- **EXCERPTED TEXT**:

----------------------------------------

||This article's lead section may not adequately summarize key points of its contents. (August 2015)|
|Type||State Co-educational Secondary Years 9-13|
|Ministry of Education Institution no.||243|
|Principal||Paul Green |
|School colour(s)||Black and Red|
|School roll||350 (March 2016)|
Makoura College (spelled Makora College prior to 1990) is a state co-educational secondary school located in Masterton, New Zealand. The school opened in 1968 as the town's second state secondary school, alongside Wairarapa College. Serving Years 9 to 13 (ages 12 to 18), the school has a roll of 350 students as of March 2016.
Makoura College was established in 1968 to cope with an expanding youth population in the Masterton district. It began with a roll of approximately 800, and was governed by the same Board of Governors as nearby Wairarapa College.
The college was sited on the Eastern side of Masterton, close to several primary schools, and a then government-owned printing press.

----------------------------------------

- **ENTRIES**:

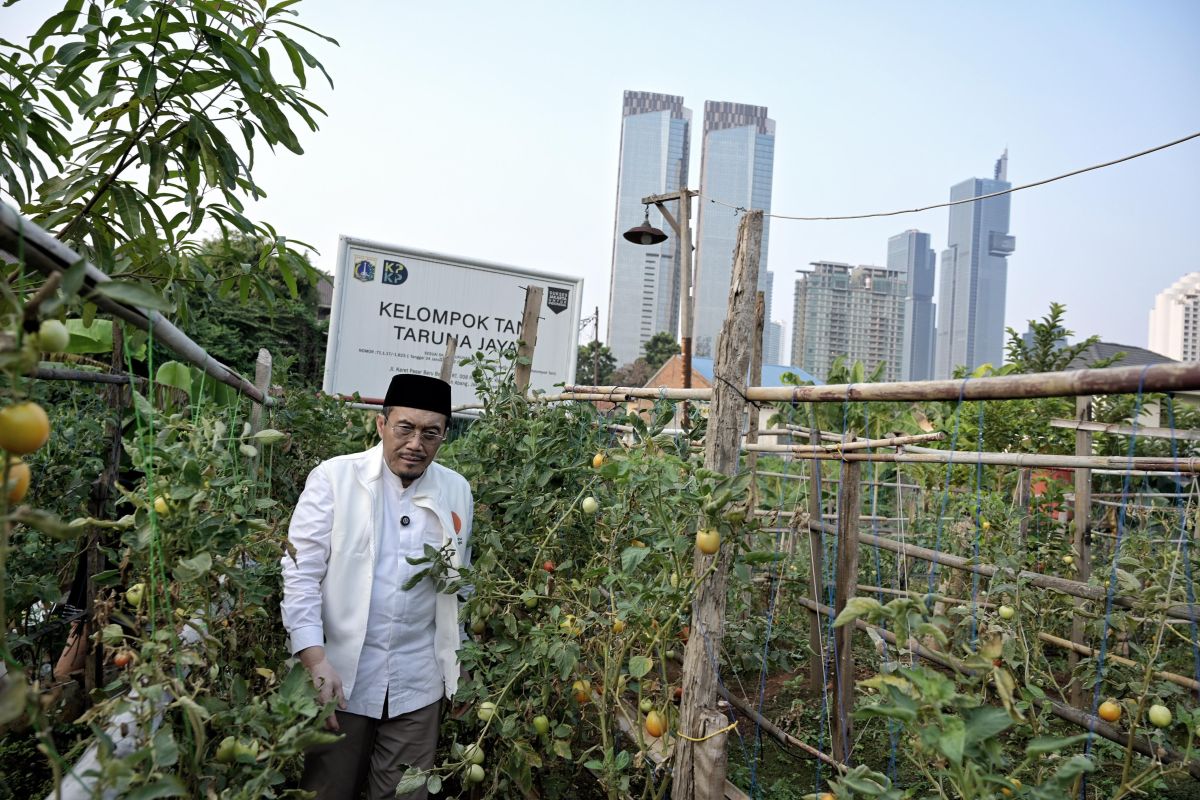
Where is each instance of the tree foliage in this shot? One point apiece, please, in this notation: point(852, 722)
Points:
point(594, 365)
point(135, 122)
point(659, 348)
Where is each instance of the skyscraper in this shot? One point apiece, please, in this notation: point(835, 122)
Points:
point(643, 294)
point(737, 163)
point(847, 311)
point(910, 254)
point(1175, 319)
point(975, 276)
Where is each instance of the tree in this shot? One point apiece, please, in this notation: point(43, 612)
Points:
point(659, 348)
point(1048, 349)
point(594, 365)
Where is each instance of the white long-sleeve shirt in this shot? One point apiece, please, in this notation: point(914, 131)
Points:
point(397, 659)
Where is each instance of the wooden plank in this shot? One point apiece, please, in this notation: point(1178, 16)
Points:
point(528, 337)
point(846, 579)
point(1081, 545)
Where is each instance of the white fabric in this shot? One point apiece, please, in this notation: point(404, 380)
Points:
point(397, 653)
point(336, 530)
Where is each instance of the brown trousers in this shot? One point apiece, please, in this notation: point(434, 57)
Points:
point(372, 753)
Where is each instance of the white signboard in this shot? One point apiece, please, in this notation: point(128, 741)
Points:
point(394, 308)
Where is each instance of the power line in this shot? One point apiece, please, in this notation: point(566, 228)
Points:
point(971, 199)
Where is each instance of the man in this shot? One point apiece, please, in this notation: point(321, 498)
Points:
point(387, 655)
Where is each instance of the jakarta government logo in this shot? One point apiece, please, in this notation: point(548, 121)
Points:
point(394, 272)
point(364, 269)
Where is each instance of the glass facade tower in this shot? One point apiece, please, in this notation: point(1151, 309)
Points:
point(737, 166)
point(643, 293)
point(910, 254)
point(975, 276)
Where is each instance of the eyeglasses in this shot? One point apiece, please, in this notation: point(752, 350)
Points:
point(429, 435)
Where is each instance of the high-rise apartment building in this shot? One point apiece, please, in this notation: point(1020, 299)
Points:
point(772, 349)
point(975, 276)
point(1175, 320)
point(910, 254)
point(643, 294)
point(857, 312)
point(737, 164)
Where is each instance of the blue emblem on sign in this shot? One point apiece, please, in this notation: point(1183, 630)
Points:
point(364, 269)
point(394, 272)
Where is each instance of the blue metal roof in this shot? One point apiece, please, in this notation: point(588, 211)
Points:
point(772, 374)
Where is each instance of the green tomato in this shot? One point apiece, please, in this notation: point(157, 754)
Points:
point(53, 336)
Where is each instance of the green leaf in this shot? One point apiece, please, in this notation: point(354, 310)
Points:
point(639, 666)
point(193, 567)
point(411, 781)
point(631, 557)
point(855, 608)
point(132, 294)
point(1053, 744)
point(177, 376)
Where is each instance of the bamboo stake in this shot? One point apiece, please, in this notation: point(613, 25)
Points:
point(1108, 380)
point(1084, 650)
point(48, 256)
point(1063, 585)
point(528, 337)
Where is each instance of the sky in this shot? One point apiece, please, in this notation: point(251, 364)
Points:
point(492, 131)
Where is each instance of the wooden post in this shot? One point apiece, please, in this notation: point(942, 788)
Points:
point(691, 780)
point(1024, 488)
point(448, 359)
point(117, 397)
point(528, 337)
point(816, 581)
point(849, 510)
point(1081, 543)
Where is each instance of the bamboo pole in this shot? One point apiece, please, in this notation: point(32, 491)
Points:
point(1108, 380)
point(915, 455)
point(49, 257)
point(697, 709)
point(1054, 583)
point(528, 337)
point(1144, 745)
point(1084, 650)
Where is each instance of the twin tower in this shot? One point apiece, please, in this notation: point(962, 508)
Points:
point(965, 326)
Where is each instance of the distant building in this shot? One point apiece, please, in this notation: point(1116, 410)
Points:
point(771, 350)
point(975, 276)
point(737, 164)
point(643, 293)
point(857, 312)
point(1175, 320)
point(910, 254)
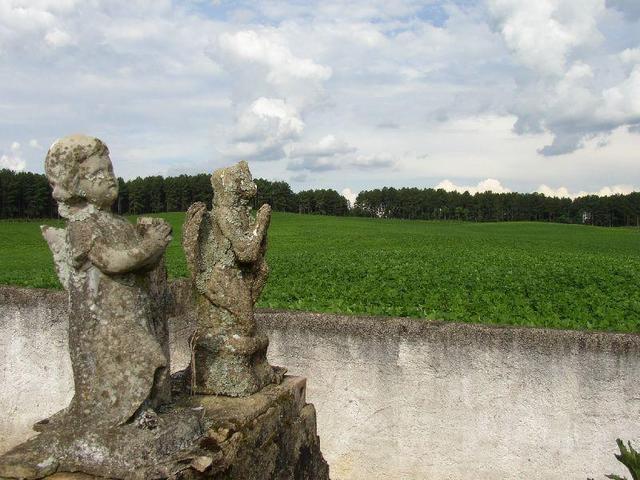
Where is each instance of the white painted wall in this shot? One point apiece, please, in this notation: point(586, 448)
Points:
point(396, 398)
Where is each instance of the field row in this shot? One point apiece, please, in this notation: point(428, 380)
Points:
point(534, 274)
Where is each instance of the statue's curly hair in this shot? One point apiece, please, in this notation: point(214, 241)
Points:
point(64, 160)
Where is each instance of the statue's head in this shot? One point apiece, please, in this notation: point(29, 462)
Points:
point(233, 185)
point(80, 171)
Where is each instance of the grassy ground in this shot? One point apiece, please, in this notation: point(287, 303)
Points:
point(535, 274)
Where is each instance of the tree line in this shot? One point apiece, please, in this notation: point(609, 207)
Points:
point(431, 204)
point(28, 195)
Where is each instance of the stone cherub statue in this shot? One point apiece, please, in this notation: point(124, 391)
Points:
point(225, 250)
point(118, 342)
point(114, 274)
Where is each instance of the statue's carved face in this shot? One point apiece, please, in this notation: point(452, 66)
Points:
point(233, 184)
point(97, 180)
point(79, 169)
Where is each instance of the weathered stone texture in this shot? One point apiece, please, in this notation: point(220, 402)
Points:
point(266, 436)
point(225, 251)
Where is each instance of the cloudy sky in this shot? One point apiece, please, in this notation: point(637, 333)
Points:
point(514, 95)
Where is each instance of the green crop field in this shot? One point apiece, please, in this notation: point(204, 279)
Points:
point(535, 274)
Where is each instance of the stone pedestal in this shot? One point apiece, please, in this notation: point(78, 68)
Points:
point(268, 435)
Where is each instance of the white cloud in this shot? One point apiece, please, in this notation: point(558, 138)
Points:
point(488, 185)
point(264, 128)
point(270, 51)
point(58, 38)
point(349, 195)
point(33, 143)
point(630, 56)
point(12, 159)
point(326, 147)
point(348, 97)
point(542, 33)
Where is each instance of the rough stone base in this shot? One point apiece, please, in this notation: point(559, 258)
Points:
point(268, 435)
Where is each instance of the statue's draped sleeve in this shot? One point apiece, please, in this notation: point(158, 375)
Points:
point(191, 235)
point(57, 240)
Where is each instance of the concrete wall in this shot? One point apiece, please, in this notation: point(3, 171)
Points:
point(396, 398)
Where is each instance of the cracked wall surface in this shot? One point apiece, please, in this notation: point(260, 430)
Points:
point(396, 398)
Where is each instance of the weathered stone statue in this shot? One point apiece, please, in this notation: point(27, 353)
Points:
point(225, 250)
point(119, 348)
point(118, 337)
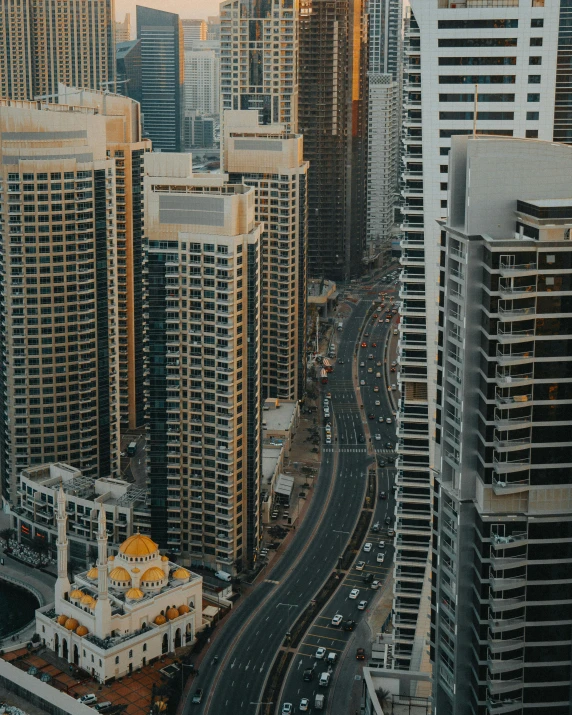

----------------------------------------

- **TASKS TO PERFORM**:
a) Repeat the part of the Makoura College text from "Makoura College was" up to and including "government-owned printing press.".
b) Reproduce the rows from the line with "Where is each instance of the cracked" up to and including the last line of the rows, leaving out any pictures.
The rows have no connection to the Makoura College text.

- **PER-TASK ANSWERS**:
a)
Makoura College was established in 1968 to cope with an expanding youth population in the Masterton district. It began with a roll of approximately 800, and was governed by the same Board of Governors as nearby Wairarapa College.
The college was sited on the Eastern side of Masterton, close to several primary schools, and a then government-owned printing press.

b)
Where is each instance of the cracked wall surface in this shot? One point apiece, please, in this notation: point(260, 430)
Points:
point(396, 398)
Where is each instance of the weathered stone statue in this shot? One point apiece, please, in this notation: point(27, 353)
Points:
point(225, 250)
point(119, 348)
point(118, 337)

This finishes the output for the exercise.